*** READING TEXT ***
Citizen Reporter
Reporter
3 minute read
6 Jun 2021
7:30 am

More than 3,000 in Gauteng now in hospital with Covid-19 as third wave bites

Citizen Reporter

South Africa currently has 60,339 active cases, the Department of Health has confirmed.

Health workers are seen at the Nasrec Field Hospital for Covid-19, 25 January 2021. Picture: Michel Bega

As South Africa heads into what is being described as the third wave of SARS-CoV2 infection, Gauteng currently has more than 3,000 people hospitalised with Covid-19.

According to the provincial statistics, as of 4 June, 3,062 people were hospitalised in public and private facilities.

Gauteng recorded 3,028 new infections on the same day. Johannesburg had the most cases, with 1,188, followed by Tshwane with 904 and Ekurhuleni on 572.

To date, the province has recorded a total of 468,654 infections and 11,363 Covid-19 related deaths.

According to the provincial government,  as of 4 June, 346,914 people had been vaccinated in Gauteng.

Meanwhile, KwaZulu-Natal, which released its statistics on Saturday morning, recorded 234 new infections in the last 24 hours.

The coastal province has, to date, recorded 340,629 positive cases and 10,533 Covid-19 related deaths.

As of Saturday, 5 June, the cumulative number of detected Covid-19 cases countrywide was 1,691,491 with 5,451 new cases identified.

The country currently has 60,339 active cases, the Department of Health confirmed.

Ninety-seven more Covid-19 related deaths were reported, with 0 from Eastern Cape, 21 from the Free State, 41 from Gauteng, 5 from KwaZulu-Natal (KZN), 0 from Limpopo, 3 from Mpumalanga, 0 from North West, 15 from the Northern Cape and 12 from the Western Cape.

This brought the total number of official Covid-19 related deaths to 56,929.

Recoveries now stand at 1,574,773, representing a recovery rate of 93,2%.

A total of 11,840,916 tests had been completed, with 40,460 new tests conducted since the last report.

ALSO READ: Covid-19 third wave officially in four provinces, warn experts

The number of healthcare workers vaccinated under the Sisonke programme is 479,768, while 856,779 people were vaccinated under phase two.

This brought the total of those vaccinated to 1,336,547.

Here are the latest developments in the coronavirus crisis:

Brazil okays vaccine imports

Brazil’s health regulator Anvisa issues exceptional clearance for imports of Russia’s vaccine against Covid-19, Sputnik-V, and India’s Covaxin, while at the same time setting limits on their use.

The agency had originally opposed their use because of a lack of data on them.

Italy logs vaccinations record

Italy logs 600,000 vaccinations Friday, the most for a single day, the authorities announce.
*** RECORDED INFORMATION ***
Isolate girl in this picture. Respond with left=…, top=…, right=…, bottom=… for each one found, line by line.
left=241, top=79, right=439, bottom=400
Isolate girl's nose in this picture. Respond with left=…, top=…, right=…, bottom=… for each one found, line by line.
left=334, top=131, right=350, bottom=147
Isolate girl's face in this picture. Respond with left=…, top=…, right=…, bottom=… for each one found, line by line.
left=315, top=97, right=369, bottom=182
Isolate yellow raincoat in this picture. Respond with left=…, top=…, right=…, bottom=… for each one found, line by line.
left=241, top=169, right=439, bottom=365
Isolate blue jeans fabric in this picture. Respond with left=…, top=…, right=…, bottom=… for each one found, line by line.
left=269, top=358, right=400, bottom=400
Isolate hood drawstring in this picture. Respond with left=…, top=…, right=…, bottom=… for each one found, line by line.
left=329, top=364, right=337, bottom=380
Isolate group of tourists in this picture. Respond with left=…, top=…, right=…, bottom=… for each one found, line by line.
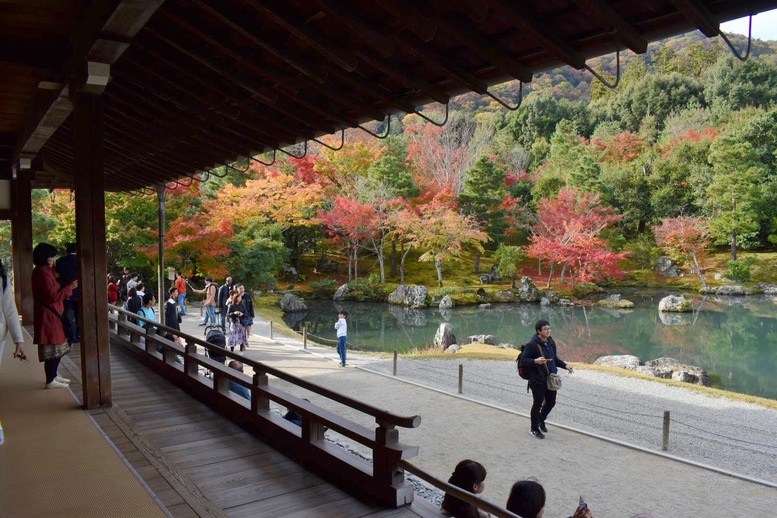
left=193, top=275, right=254, bottom=354
left=442, top=459, right=593, bottom=518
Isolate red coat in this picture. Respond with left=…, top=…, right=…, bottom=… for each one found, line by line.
left=32, top=266, right=73, bottom=345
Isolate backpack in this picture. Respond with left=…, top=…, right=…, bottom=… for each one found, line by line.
left=515, top=344, right=531, bottom=380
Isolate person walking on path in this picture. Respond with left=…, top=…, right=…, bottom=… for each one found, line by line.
left=175, top=271, right=186, bottom=317
left=31, top=243, right=78, bottom=388
left=519, top=320, right=574, bottom=439
left=335, top=310, right=348, bottom=367
left=55, top=243, right=81, bottom=344
left=0, top=261, right=27, bottom=444
left=218, top=277, right=234, bottom=333
left=194, top=275, right=216, bottom=326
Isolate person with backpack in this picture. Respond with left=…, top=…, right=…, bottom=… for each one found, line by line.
left=194, top=275, right=216, bottom=326
left=218, top=277, right=234, bottom=332
left=518, top=320, right=574, bottom=439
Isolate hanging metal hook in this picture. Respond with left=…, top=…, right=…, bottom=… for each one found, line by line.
left=720, top=14, right=753, bottom=62
left=313, top=128, right=345, bottom=151
left=413, top=103, right=448, bottom=128
left=278, top=140, right=308, bottom=160
left=583, top=49, right=621, bottom=90
left=248, top=149, right=275, bottom=167
left=486, top=81, right=523, bottom=112
left=224, top=160, right=251, bottom=173
left=357, top=115, right=391, bottom=140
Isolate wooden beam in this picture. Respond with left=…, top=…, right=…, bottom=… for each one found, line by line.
left=71, top=83, right=112, bottom=409
left=672, top=0, right=720, bottom=38
left=17, top=0, right=163, bottom=158
left=574, top=0, right=647, bottom=54
left=11, top=172, right=34, bottom=325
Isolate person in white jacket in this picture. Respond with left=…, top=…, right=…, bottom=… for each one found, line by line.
left=0, top=261, right=27, bottom=444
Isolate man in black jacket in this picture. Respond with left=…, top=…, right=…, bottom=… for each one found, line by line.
left=519, top=320, right=574, bottom=439
left=216, top=277, right=234, bottom=333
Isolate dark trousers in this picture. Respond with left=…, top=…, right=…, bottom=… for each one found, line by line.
left=529, top=383, right=556, bottom=430
left=43, top=357, right=62, bottom=385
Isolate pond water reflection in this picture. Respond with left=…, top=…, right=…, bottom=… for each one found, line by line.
left=287, top=292, right=777, bottom=399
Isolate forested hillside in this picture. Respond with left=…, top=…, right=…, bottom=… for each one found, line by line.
left=10, top=33, right=777, bottom=292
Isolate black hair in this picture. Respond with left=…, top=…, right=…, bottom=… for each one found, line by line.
left=534, top=320, right=550, bottom=333
left=442, top=459, right=486, bottom=516
left=32, top=243, right=59, bottom=266
left=505, top=480, right=545, bottom=518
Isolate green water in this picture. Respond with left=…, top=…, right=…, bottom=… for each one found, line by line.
left=287, top=292, right=777, bottom=399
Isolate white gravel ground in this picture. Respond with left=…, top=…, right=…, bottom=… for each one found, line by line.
left=354, top=357, right=777, bottom=484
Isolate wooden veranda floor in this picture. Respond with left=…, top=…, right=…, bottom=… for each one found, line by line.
left=42, top=345, right=439, bottom=518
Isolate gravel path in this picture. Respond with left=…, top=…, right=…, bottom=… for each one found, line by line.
left=255, top=320, right=777, bottom=488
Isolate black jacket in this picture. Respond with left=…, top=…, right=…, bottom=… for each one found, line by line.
left=519, top=334, right=567, bottom=385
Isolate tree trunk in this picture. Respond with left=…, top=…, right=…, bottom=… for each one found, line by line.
left=693, top=252, right=710, bottom=292
left=391, top=239, right=399, bottom=277
left=545, top=261, right=556, bottom=289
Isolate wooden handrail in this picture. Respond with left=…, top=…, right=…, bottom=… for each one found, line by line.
left=109, top=306, right=421, bottom=428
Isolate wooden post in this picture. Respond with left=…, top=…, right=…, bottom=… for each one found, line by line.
left=661, top=410, right=669, bottom=451
left=70, top=76, right=112, bottom=409
left=156, top=184, right=167, bottom=325
left=10, top=171, right=34, bottom=325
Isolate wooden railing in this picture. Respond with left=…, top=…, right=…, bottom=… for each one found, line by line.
left=109, top=306, right=421, bottom=507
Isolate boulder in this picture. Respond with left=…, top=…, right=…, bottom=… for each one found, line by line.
left=645, top=358, right=710, bottom=387
left=715, top=286, right=745, bottom=297
left=658, top=311, right=691, bottom=326
left=432, top=323, right=456, bottom=351
left=594, top=354, right=642, bottom=370
left=755, top=282, right=777, bottom=295
left=658, top=295, right=692, bottom=313
left=496, top=290, right=515, bottom=302
left=332, top=284, right=348, bottom=300
left=464, top=335, right=496, bottom=345
left=596, top=294, right=634, bottom=309
left=518, top=277, right=542, bottom=302
left=278, top=293, right=308, bottom=313
left=388, top=284, right=429, bottom=308
left=656, top=256, right=682, bottom=277
left=388, top=306, right=427, bottom=327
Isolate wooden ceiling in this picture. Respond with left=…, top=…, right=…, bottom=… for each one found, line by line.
left=0, top=0, right=777, bottom=191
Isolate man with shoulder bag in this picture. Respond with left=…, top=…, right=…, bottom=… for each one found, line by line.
left=519, top=320, right=574, bottom=439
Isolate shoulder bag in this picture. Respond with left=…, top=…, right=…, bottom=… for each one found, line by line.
left=540, top=348, right=561, bottom=392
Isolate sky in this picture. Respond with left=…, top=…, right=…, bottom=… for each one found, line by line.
left=720, top=9, right=777, bottom=40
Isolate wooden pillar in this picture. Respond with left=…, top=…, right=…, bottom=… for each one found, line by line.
left=71, top=77, right=112, bottom=408
left=11, top=172, right=33, bottom=325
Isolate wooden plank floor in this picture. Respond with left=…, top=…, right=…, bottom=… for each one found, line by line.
left=62, top=345, right=439, bottom=518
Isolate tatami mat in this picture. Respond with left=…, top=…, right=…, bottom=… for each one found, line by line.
left=0, top=332, right=168, bottom=518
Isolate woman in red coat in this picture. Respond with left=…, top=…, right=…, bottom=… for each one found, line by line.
left=32, top=243, right=78, bottom=388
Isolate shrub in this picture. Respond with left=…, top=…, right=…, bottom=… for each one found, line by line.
left=308, top=279, right=339, bottom=299
left=726, top=256, right=758, bottom=282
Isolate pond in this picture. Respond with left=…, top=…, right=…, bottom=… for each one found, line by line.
left=286, top=290, right=777, bottom=399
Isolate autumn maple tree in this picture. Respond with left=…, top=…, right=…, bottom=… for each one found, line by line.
left=527, top=189, right=628, bottom=287
left=653, top=215, right=711, bottom=290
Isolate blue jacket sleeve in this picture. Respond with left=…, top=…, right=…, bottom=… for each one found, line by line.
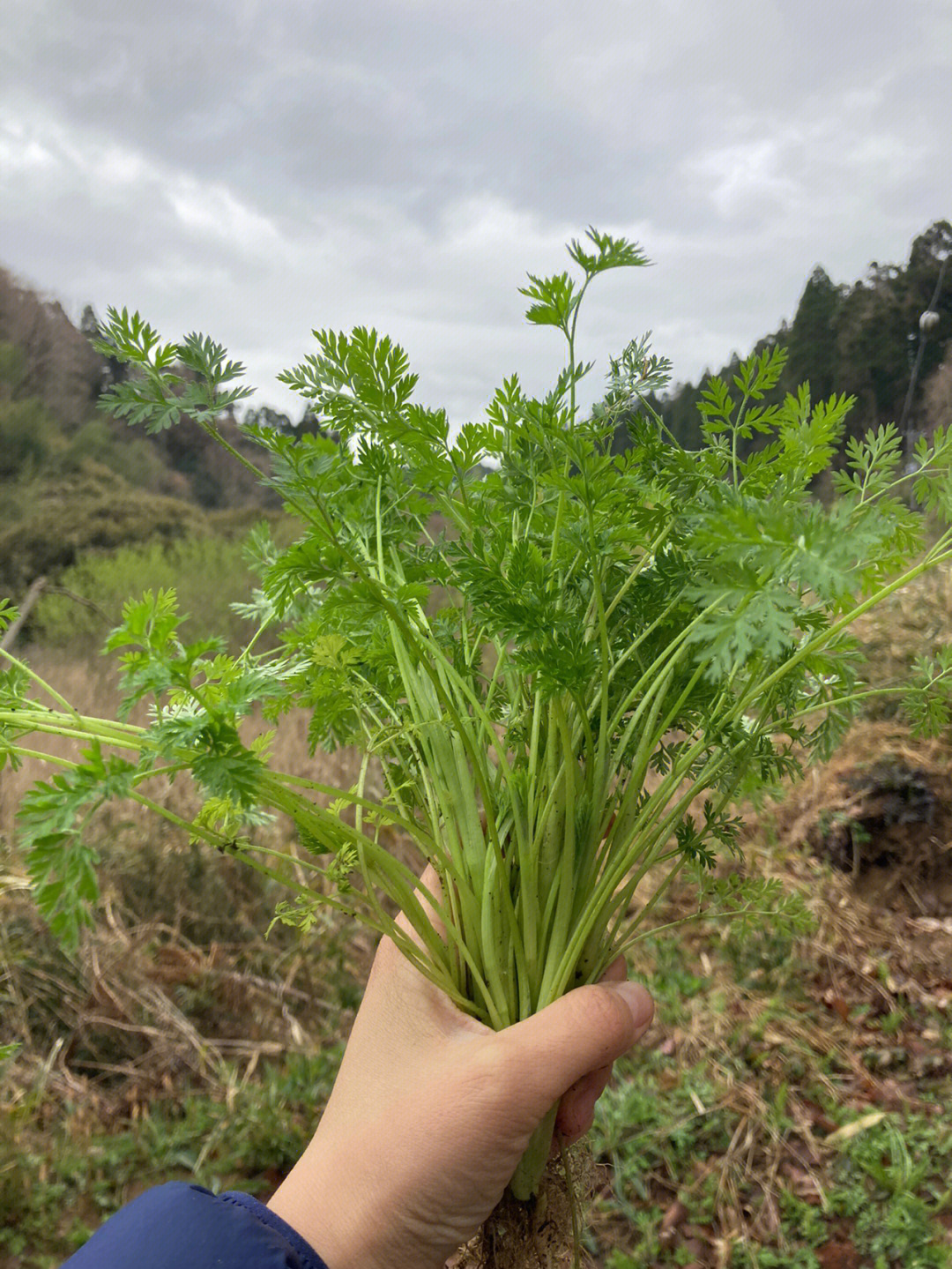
left=62, top=1182, right=327, bottom=1269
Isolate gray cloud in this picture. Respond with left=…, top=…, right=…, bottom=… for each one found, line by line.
left=0, top=0, right=952, bottom=417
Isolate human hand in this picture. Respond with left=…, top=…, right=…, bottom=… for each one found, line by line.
left=267, top=870, right=654, bottom=1269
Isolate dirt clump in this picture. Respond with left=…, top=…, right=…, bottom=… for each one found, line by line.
left=777, top=722, right=952, bottom=919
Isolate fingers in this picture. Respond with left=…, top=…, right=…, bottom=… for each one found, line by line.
left=555, top=1066, right=613, bottom=1148
left=498, top=981, right=654, bottom=1121
left=554, top=956, right=643, bottom=1148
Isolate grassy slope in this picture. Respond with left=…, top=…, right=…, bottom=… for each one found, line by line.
left=0, top=645, right=952, bottom=1269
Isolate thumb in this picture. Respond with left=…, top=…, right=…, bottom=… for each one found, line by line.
left=497, top=982, right=654, bottom=1119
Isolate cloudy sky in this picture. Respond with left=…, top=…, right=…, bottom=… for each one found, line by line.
left=0, top=0, right=952, bottom=422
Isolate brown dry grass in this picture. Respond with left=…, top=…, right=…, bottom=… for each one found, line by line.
left=0, top=645, right=952, bottom=1269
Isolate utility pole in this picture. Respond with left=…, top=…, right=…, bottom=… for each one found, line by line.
left=899, top=251, right=952, bottom=465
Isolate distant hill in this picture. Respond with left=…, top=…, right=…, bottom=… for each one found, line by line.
left=0, top=269, right=290, bottom=598
left=626, top=220, right=952, bottom=464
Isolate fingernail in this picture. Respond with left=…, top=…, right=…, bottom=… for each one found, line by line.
left=607, top=981, right=654, bottom=1034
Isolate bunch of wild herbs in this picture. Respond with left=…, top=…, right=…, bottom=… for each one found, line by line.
***
> [APPLY WHAT YOU READ]:
1. In the Covid-19 article, how many people had been vaccinated in Gauteng as of 4 June?
2. Reproduce the Covid-19 article word for word, starting with "Brazil okays vaccine" and going on through "on their use.".
The records have no connection to the Covid-19 article.

> [ANSWERS TO THE PROBLEMS]:
1. 346,914 people had been vaccinated in Gauteng as of 4 June.

2.
Brazil okays vaccine imports

Brazil’s health regulator Anvisa issues exceptional clearance for imports of Russia’s vaccine against Covid-19, Sputnik-V, and India’s Covaxin, while at the same time setting limits on their use.